WHAT THIS TASK INVOLVES: Display each line of the listing below that contains the string "banner".

GIVEN RECORDS:
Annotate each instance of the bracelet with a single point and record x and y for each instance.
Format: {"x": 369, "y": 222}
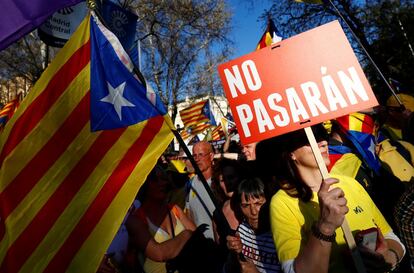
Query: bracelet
{"x": 318, "y": 234}
{"x": 397, "y": 258}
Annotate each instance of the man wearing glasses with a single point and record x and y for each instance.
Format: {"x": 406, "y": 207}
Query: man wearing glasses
{"x": 198, "y": 203}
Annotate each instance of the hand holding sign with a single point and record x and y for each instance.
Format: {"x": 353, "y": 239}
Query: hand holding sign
{"x": 296, "y": 83}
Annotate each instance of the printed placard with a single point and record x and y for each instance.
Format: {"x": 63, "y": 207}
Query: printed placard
{"x": 301, "y": 81}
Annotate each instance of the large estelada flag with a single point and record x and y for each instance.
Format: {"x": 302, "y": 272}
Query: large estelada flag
{"x": 74, "y": 155}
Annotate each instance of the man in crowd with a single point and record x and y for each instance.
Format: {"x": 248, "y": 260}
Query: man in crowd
{"x": 199, "y": 205}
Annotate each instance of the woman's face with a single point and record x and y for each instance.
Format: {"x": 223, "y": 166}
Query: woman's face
{"x": 303, "y": 156}
{"x": 251, "y": 208}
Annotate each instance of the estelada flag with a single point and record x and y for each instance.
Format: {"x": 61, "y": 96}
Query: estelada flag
{"x": 197, "y": 113}
{"x": 8, "y": 110}
{"x": 270, "y": 36}
{"x": 359, "y": 129}
{"x": 218, "y": 133}
{"x": 74, "y": 155}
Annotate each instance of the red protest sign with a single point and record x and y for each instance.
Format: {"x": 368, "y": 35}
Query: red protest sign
{"x": 301, "y": 81}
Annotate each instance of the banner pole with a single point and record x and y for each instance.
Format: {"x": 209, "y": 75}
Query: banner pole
{"x": 356, "y": 256}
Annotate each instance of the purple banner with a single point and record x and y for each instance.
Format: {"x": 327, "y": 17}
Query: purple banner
{"x": 19, "y": 17}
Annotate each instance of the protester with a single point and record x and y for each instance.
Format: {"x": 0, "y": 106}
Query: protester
{"x": 227, "y": 174}
{"x": 158, "y": 230}
{"x": 253, "y": 242}
{"x": 307, "y": 212}
{"x": 372, "y": 161}
{"x": 249, "y": 151}
{"x": 404, "y": 217}
{"x": 199, "y": 205}
{"x": 178, "y": 176}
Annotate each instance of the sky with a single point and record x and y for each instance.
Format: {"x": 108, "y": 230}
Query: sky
{"x": 247, "y": 30}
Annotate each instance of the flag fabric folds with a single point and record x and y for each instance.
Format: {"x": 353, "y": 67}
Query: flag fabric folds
{"x": 64, "y": 188}
{"x": 197, "y": 117}
{"x": 270, "y": 36}
{"x": 197, "y": 113}
{"x": 218, "y": 133}
{"x": 19, "y": 17}
{"x": 8, "y": 110}
{"x": 359, "y": 129}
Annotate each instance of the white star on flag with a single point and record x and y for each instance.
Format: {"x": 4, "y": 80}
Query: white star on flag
{"x": 372, "y": 148}
{"x": 116, "y": 98}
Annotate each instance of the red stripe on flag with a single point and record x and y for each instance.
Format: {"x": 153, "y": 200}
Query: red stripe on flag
{"x": 39, "y": 107}
{"x": 367, "y": 125}
{"x": 41, "y": 162}
{"x": 111, "y": 188}
{"x": 41, "y": 224}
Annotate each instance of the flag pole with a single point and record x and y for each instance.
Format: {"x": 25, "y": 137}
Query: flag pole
{"x": 349, "y": 238}
{"x": 93, "y": 6}
{"x": 366, "y": 52}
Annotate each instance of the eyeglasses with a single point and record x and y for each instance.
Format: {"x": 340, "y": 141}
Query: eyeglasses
{"x": 200, "y": 155}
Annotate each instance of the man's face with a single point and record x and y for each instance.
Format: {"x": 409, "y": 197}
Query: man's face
{"x": 203, "y": 156}
{"x": 251, "y": 208}
{"x": 249, "y": 151}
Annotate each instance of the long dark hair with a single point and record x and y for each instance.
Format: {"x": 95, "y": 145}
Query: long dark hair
{"x": 274, "y": 156}
{"x": 253, "y": 187}
{"x": 218, "y": 168}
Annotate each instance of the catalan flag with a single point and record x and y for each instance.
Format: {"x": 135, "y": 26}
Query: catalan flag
{"x": 74, "y": 156}
{"x": 270, "y": 36}
{"x": 8, "y": 110}
{"x": 186, "y": 133}
{"x": 198, "y": 113}
{"x": 199, "y": 128}
{"x": 359, "y": 129}
{"x": 218, "y": 133}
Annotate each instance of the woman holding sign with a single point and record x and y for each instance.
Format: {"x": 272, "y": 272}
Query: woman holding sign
{"x": 307, "y": 213}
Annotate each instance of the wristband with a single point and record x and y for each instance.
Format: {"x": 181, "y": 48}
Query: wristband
{"x": 318, "y": 234}
{"x": 397, "y": 259}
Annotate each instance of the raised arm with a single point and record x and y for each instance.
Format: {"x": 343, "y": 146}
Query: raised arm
{"x": 160, "y": 252}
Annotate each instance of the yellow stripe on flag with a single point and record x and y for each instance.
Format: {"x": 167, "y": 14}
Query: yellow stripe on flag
{"x": 39, "y": 195}
{"x": 70, "y": 47}
{"x": 31, "y": 145}
{"x": 98, "y": 239}
{"x": 88, "y": 192}
{"x": 356, "y": 123}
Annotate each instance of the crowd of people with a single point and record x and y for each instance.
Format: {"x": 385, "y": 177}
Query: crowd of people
{"x": 265, "y": 207}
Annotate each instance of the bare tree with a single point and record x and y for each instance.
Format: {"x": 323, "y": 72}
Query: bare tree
{"x": 183, "y": 41}
{"x": 373, "y": 22}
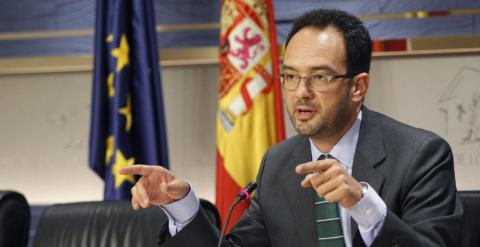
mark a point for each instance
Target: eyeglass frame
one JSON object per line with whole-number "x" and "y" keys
{"x": 307, "y": 79}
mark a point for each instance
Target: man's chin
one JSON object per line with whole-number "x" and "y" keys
{"x": 305, "y": 129}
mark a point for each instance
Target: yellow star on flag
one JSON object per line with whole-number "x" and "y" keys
{"x": 109, "y": 149}
{"x": 121, "y": 162}
{"x": 127, "y": 112}
{"x": 121, "y": 53}
{"x": 111, "y": 88}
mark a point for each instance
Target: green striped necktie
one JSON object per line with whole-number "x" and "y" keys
{"x": 329, "y": 224}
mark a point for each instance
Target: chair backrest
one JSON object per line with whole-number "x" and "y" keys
{"x": 212, "y": 212}
{"x": 14, "y": 219}
{"x": 471, "y": 219}
{"x": 99, "y": 224}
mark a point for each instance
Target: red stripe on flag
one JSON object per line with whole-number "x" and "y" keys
{"x": 246, "y": 95}
{"x": 227, "y": 191}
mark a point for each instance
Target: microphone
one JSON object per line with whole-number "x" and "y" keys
{"x": 242, "y": 195}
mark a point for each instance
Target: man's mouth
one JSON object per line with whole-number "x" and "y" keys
{"x": 304, "y": 114}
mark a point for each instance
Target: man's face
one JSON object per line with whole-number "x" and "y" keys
{"x": 318, "y": 114}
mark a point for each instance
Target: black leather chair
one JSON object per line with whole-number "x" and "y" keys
{"x": 14, "y": 219}
{"x": 471, "y": 220}
{"x": 104, "y": 224}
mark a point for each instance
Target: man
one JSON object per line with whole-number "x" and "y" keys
{"x": 394, "y": 184}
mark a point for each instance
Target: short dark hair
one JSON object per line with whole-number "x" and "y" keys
{"x": 358, "y": 44}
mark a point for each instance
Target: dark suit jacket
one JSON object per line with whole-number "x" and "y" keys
{"x": 411, "y": 169}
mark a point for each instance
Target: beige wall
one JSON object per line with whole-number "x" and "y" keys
{"x": 45, "y": 119}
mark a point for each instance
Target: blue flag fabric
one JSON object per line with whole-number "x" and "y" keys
{"x": 127, "y": 119}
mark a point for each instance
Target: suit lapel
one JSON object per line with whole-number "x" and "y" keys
{"x": 369, "y": 153}
{"x": 300, "y": 200}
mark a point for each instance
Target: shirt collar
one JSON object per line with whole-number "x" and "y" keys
{"x": 344, "y": 150}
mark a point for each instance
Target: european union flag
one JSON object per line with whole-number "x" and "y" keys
{"x": 127, "y": 121}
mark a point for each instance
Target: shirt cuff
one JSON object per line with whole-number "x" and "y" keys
{"x": 370, "y": 211}
{"x": 181, "y": 212}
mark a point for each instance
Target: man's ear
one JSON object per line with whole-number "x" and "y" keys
{"x": 360, "y": 86}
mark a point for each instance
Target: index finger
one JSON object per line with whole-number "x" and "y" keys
{"x": 314, "y": 166}
{"x": 137, "y": 170}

OUTPUT FOR THIS EXERCISE:
Annotate each instance of the banner pole with a single point and record x and y for each instance.
Query: banner pole
Annotate each instance of the purple banner with a single point and record x and y for each instance.
Query: purple banner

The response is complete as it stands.